§ **ABOUT THIS EXERCISE**: Please copy everything in the news excerpt below from "The announcement on" down to "on the phone.", switching "phone" to "telephone".

§ **SOURCE EXTRACT**:
The World Health Organisation has appealed to China to keep releasing information about its wave of Covid-19 infections after the government announced nearly 60,000 deaths since early December following weeks of complaints that it was failing to tell the world what was happening.

The announcement on Saturday was the first official death toll since the ruling Communist Party abruptly dropped anti-virus restrictions in December despite a surge in infections that flooded hospitals.

That left the WHO and other governments appealing for information, while the United States, South Korea and others imposed controls on visitors from China.

The government said 5,503 people died of respiratory failure caused by Covid-19 and there were 54,435 deaths from cancer, heart disease and other ailments combined with coronavirus between December 8 and January 12.

The announcement “allows for a better understanding of the epidemiological situation”, said a WHO statement.

It added that WHO director-general Tedros Adhanom Ghebreyesus had talked with Health Minister Ma Xiaowei on the phone.

“WHO requested that this type of detailed information continued to be shared with us and the public,” the agency said.

The National Health Commission said only deaths in hospitals were counted, which means anyone who died at home would not be included. It gave no indication when or whether it might release updated numbers.

§ **RAW DATA**:
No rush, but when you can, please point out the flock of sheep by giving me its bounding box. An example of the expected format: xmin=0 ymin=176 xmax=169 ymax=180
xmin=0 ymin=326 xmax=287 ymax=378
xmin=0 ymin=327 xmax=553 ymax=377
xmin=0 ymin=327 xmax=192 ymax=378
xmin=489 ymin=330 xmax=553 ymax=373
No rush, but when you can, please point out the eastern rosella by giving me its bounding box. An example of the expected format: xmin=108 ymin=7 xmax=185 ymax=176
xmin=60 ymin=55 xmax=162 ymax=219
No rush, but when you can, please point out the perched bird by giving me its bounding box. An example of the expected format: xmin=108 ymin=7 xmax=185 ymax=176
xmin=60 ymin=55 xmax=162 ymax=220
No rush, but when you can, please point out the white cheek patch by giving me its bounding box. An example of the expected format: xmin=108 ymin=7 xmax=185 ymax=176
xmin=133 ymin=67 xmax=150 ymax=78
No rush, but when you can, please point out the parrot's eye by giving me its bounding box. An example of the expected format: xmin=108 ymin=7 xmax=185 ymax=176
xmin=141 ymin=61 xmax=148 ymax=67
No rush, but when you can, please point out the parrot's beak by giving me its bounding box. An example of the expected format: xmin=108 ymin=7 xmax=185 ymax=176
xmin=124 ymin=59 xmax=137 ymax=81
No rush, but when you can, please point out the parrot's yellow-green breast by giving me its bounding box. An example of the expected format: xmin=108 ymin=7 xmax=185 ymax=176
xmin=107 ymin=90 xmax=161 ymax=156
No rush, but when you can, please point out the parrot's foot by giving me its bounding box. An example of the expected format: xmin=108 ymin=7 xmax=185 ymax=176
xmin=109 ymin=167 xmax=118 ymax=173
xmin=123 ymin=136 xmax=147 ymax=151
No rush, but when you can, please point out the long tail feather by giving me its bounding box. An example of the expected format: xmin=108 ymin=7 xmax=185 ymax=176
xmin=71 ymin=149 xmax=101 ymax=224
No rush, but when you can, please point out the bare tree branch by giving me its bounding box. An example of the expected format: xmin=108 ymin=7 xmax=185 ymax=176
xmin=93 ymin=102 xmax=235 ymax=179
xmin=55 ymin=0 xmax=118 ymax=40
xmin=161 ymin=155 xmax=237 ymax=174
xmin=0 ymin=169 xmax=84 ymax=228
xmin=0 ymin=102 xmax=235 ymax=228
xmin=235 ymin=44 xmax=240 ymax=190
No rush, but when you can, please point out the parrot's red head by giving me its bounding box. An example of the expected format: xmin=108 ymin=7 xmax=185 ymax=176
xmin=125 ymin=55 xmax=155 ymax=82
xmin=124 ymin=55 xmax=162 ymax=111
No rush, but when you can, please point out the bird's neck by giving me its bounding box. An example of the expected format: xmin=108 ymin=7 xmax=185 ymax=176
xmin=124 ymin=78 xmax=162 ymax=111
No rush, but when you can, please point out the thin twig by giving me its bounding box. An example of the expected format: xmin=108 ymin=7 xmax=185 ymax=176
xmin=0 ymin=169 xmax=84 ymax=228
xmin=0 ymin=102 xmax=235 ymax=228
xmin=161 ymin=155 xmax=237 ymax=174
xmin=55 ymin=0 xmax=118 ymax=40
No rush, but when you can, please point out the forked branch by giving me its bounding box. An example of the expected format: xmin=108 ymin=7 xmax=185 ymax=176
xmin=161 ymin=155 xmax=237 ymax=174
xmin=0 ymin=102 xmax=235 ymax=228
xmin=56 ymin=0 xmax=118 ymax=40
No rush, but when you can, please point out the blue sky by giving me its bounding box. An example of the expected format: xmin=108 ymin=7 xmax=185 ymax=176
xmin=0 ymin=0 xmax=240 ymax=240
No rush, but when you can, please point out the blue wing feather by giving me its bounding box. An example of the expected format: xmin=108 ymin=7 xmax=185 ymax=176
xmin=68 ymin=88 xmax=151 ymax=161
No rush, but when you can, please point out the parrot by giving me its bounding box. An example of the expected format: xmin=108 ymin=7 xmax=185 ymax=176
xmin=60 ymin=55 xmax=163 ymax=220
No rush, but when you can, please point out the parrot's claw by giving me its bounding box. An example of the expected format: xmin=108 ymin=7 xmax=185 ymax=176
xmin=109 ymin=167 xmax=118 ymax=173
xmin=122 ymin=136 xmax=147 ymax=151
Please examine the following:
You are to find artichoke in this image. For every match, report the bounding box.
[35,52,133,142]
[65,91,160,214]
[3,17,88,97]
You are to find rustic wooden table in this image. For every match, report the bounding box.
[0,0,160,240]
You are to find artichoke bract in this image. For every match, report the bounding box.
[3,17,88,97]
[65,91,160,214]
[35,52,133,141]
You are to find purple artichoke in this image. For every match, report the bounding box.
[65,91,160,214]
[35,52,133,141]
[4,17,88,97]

§ **SOLUTION BELOW**:
The announcement on Saturday was the first official death toll since the ruling Communist Party abruptly dropped anti-virus restrictions in December despite a surge in infections that flooded hospitals.

That left the WHO and other governments appealing for information, while the United States, South Korea and others imposed controls on visitors from China.

The government said 5,503 people died of respiratory failure caused by Covid-19 and there were 54,435 deaths from cancer, heart disease and other ailments combined with coronavirus between December 8 and January 12.

The announcement “allows for a better understanding of the epidemiological situation”, said a WHO statement.

It added that WHO director-general Tedros Adhanom Ghebreyesus had talked with Health Minister Ma Xiaowei on the telephone.